On a cloudy Sunday afternoon in Los Angeles’ Arts District, a man in a camouflage tee with the sleeves rolled up twice, neutral taupe colored pants, and a black backpack is walking briskly down 2nd Street towards the cross street, San Pedro. I walk towards him from the opposite direction and his face looks familiar.
As our distance starts to close, I keep thinking, “Is that him? It must be. Right?” I squint to zoom in on any distinctive features that will identify him, but not so intently as to give off the impression that I am a complete creep. Hesitantly, I call out, “Are you, Misha?” He grins and takes claim to the name. I begin edging towards the direction of my car as I explain how I’d forgotten my wallet in the car. He feels bad for having me go back to retrieve it and graciously offers to spot me. Not wanting to waste anymore time, I reluctantly agree and vow to Venmo him once we settle in. In an effort to ease my embarrassment, he tells me not to sweat as this happens to him more often than not too. We make our way to the wafting fragrance of roasted coffee beans and I’m realizing that this chance encounter prior to the official meeting, coupled with his generosity and empathy may, in a sense, be the perfect, albeit embarrassing, icebreaker that allows us to skip the standard slightly awkward introduction. He pays for our coffees inside and we head to the patio area where we settle into cold metal chairs at a table on the far right side of the cafe. As we patiently wait for our beverages to brew, we dive into topics of SadGirl, his musical upbringing, as well as the band’s upcoming show at the Echo on the 28th, and future projects.
SadGirl consists of Misha Lindes, Paul Caruso, and Dakota Peterson, and was formed around “2014, maybe even 2013,” according to Lindes’ guesstimate. The start of the trio’s journey happened fairly organically with Misha playing the common link that brought them all together. Misha and Dakota had been neighbors and friends since he was about seven or eight years old, and although they kept in touch over the years and into their adulthood, the band originally began between Misha and Paul.
Lindes fiddles with the short, thin, gold chain hung around his neck, possibly out of habit, as he recalls, “I grew up playing music and I went to art school [in London] for a year. I didn’t particularly like it, so I came back to Los Angeles to get into some kind of creative industry. I kind of wound up at a screen-printing shop [and] Paul had started a screen-printing business out of his mom’s garage. While his business was growing, he would outsource large jobs to the shop I worked for, so we met through that.” They would run into each other through either work, seeing each other at shows around town, or following each other’s accounts on Instagram. Around that time, Lindes was acquiring some equipment to start a small DIY screen-printing shop of his own and Paul was selling an appliance that he was interested in. “We got to talking and I found out that he played drums. Shortly thereafter, I hit him up to jam and pretty much started the band from there.” Dakota came into the picture shortly after when the duo needed a bass player for a show at a dive bar where Paul’s friends were also performing. In search of their missing link, Misha hit up Dakota, his childhood friend and skilled bassist. Peterson learned the songs that the two were working on, played the show, and the three of them have been in collaboration ever since.

PROVIDED RECORDS

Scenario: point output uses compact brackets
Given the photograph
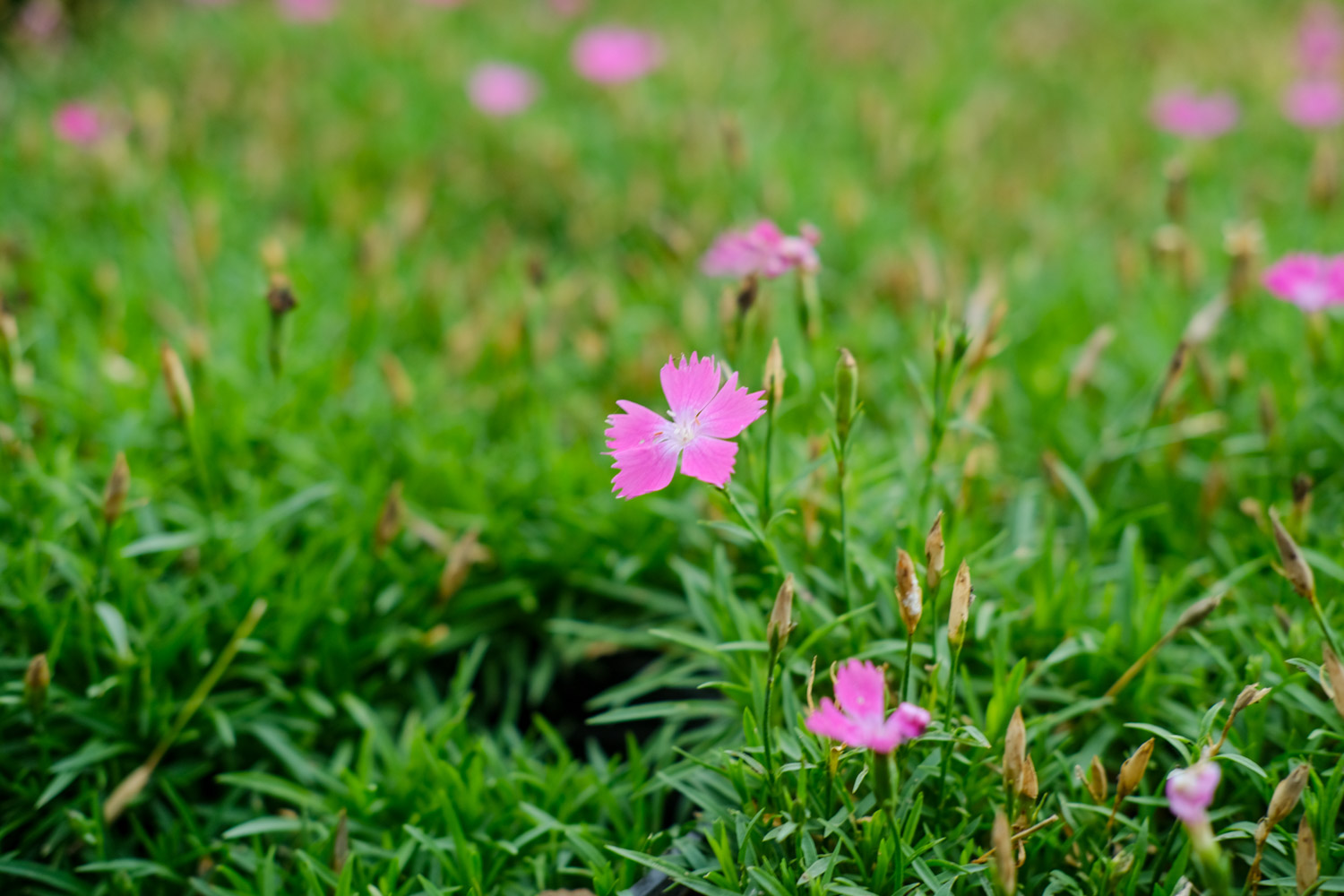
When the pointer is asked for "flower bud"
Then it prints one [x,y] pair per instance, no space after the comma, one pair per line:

---

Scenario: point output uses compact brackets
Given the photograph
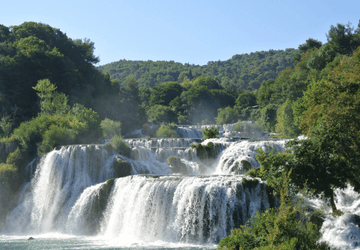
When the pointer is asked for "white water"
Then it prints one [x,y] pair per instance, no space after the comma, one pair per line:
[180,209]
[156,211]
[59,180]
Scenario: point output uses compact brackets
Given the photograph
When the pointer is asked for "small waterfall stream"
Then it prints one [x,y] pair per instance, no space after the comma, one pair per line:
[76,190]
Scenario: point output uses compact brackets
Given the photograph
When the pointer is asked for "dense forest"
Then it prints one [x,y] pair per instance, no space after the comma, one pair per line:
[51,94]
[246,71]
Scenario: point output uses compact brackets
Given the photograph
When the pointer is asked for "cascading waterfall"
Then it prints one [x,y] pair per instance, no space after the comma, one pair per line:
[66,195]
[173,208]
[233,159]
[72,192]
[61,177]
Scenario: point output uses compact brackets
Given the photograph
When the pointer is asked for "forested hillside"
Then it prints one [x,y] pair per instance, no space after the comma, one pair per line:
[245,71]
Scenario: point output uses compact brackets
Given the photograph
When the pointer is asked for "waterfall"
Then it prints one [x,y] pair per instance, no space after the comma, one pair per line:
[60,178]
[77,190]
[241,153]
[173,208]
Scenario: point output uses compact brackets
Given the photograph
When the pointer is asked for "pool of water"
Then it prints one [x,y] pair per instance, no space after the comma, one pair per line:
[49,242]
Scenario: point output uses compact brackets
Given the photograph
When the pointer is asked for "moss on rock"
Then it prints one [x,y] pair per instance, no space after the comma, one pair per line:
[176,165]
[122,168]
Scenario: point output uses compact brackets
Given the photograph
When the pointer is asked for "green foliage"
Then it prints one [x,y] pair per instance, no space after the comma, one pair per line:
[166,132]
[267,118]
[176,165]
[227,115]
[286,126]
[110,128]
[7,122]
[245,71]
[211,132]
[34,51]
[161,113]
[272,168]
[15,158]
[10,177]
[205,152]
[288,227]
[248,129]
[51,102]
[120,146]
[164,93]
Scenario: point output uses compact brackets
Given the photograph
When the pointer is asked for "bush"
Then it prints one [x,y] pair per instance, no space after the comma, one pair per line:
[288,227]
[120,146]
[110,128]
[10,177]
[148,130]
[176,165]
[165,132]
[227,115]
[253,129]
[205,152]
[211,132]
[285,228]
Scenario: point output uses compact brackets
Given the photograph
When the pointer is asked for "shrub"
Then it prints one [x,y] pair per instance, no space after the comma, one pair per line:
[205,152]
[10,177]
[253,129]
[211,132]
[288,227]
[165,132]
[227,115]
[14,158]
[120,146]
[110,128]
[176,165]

TASKS
(a) In the SadGirl article, why did Dakota Peterson join Misha and Paul? Answer in one to three sentences.
(b) Continue the SadGirl article from where it stops.

WRITTEN ANSWERS
(a) Misha and Paul needed a bass player for a show at a dive bar where Paul's friends were also performing. Misha contacted Dakota, his childhood friend and a skilled bassist, who learned their songs and played the show. The three have worked together ever since.

(b)
The name of the band as well as it’s typographical design, eludes to the Chicana derived term ‘sad girl,’ which is an ironic nickname referring to the outwardly tough women who display their hardships prominently and proudly (for reference, we give you 1993 classic, Mi Vida Loca.) Surprisingly, Misha didn’t choose the band name in any relation to that lifestyle, but happened upon the term from a cassette he had scored on a thrifting adventure that contained the 1983 song, “Sad Girl” by Thee Midniters. Lindes explains, “I used to go to LACC flea market and I found a couple cassette comps. One of them was an East Side Story Vol. 1 that someone had just ripped and made on their own blank cassette.” That name stuck with Misha and he loved the fact that he found this rare gem on something that someone had copied and made themself. Though that is the official reason, it is still conceivable that the empowering “sad girl” figure is at least passively evident throughout SadGirl’s works. One of the more apparent examples comes from their “Norma & Jessica” music video, featuring Danny Trejo. The main female character throughout the video has mascara tears streaming down her face and in the end, saves her partner from a group of mafia men by killing them all. Lindes illustrates that if it “comes through in the music or the aesthetic, it is from filtering through my environment in Los Angeles. For example, having Danny Trejo in the video was because we grew up with Gilbert, Danny’s son. Dakota and Gilbert used to play in a punk band together as teenagers — like I have a memory of Danny where he took me to see my probation officer to kind of get me off the hook. So that kind of stuff sort of occurs organically in the music as it’s filtered through my experiences here in my environment and growing up.”
The common depiction of punk rock is illustrated with fast, hard-edged melodies often paired with arguably, hyper-aggressive lyricism and vocals. SadGirl maintains the cynical characteristics and DIY integrity of it, but blends in “oldies”, Americana, and surf/garage rock. One of the first songs they recorded and later implemented into their first EP, Vol. One, was “Breakfast is Over,” which was produced via a combination of Paul’s digital 8-track and Misha’s cassette 4-track, resulting in an eclectic yet harmonious sound that is seemingly lo-fi, garage-y, and punk with lucid lyricism reminiscent of late 50s to early 60s love songs. Misha states that his original inspiration was to do “a cynical take on these traditional 50s and 60s songs. These were songs that I was familiar with growing up like “Earth Angel” or “Blue Moon.” They’re still so good for some reason, but they’re very straightforward. They’re not really snarky or ironic in anyway so I think the idea was to make SadGirl sort of a cynical version of that.”
It is evident that there is an evolution in the band’s interpretation of what punk rock should sound like, for them. “I think the whole idea behind our newest album, Vol. Three,” is that I’m slowly outgrowing this type of aggressive style of music as a means of communicating punk mentality,” Lindes informs. Vol. Three is split into Head to the Mountains and The Hand That Did The Deed, with one side being more “aggressive” and the other more ballad-focused as a means to reflect the band’s transition out of that more hard-edged styling. The way punk music is typically depicted, in Misha’s opinion, is not always the best representation of the genre. One of the biggest influences that changed his perspective on punk was the legendary band, Suicide. Misha asserts, “Finding Suicide totally opened my understanding of what punk music really is. It’s not about this aggressive, loud or fast music, sure that can be part of it, but it’s really about your approach to the kind of sound you want to make.”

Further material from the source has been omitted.